Problem to work on: Copy word for word the stretch of lines from the very first one through the line containing "28 44 L 27 40".

Available data:
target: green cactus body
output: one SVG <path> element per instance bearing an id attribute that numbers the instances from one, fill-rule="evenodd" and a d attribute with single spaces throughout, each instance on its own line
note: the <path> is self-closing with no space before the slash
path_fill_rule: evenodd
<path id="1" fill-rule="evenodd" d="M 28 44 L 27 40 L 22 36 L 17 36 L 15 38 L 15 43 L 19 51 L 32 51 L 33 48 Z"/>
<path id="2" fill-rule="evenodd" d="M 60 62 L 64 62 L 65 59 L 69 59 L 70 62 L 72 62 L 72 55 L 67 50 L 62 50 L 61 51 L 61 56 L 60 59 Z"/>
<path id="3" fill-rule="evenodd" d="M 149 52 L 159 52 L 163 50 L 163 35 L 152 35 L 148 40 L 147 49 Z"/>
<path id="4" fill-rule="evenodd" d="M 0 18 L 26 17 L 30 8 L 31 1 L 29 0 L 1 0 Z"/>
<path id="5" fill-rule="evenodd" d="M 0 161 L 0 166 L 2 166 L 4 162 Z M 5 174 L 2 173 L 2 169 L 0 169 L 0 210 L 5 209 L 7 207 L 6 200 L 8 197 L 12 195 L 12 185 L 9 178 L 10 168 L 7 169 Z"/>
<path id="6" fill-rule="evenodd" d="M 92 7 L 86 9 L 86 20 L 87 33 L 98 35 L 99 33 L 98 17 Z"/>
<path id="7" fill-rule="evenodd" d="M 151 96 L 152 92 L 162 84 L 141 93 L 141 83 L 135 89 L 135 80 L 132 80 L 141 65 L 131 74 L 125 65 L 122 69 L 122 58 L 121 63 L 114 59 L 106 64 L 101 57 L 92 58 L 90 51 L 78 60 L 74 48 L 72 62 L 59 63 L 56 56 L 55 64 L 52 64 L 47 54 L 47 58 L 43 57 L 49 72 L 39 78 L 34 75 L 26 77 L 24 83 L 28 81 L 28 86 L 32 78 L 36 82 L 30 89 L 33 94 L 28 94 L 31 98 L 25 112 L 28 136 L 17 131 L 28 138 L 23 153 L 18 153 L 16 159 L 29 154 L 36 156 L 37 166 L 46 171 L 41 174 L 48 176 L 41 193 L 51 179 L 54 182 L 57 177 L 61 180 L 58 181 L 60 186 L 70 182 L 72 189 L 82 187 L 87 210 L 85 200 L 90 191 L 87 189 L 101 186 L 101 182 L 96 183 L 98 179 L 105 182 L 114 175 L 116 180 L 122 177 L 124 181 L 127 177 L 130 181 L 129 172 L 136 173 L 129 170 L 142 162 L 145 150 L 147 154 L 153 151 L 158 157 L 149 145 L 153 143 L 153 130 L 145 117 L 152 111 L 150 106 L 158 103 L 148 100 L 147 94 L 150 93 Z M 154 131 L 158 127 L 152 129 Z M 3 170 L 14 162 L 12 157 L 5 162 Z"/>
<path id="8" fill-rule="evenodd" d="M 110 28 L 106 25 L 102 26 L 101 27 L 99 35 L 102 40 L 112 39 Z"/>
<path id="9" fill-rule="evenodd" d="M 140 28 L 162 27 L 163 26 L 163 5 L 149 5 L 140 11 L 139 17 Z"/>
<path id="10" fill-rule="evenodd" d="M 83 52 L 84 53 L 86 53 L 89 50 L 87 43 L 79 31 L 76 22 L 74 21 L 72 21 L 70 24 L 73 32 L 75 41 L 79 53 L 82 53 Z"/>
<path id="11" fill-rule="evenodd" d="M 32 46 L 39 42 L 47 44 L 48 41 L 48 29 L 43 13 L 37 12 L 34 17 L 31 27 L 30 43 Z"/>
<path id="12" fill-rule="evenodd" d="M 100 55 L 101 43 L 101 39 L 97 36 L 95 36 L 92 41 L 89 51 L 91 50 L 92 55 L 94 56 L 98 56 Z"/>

Response:
target: green cactus body
output: one SVG <path> element per instance bearing an id attribute that numbers the instances from one, fill-rule="evenodd" and a d attribute with single spaces throughout, each instance on its own line
note: the <path> is self-closing with no space before the slash
path_fill_rule: evenodd
<path id="1" fill-rule="evenodd" d="M 28 44 L 27 40 L 22 36 L 17 36 L 15 38 L 15 43 L 19 51 L 32 51 L 33 48 Z"/>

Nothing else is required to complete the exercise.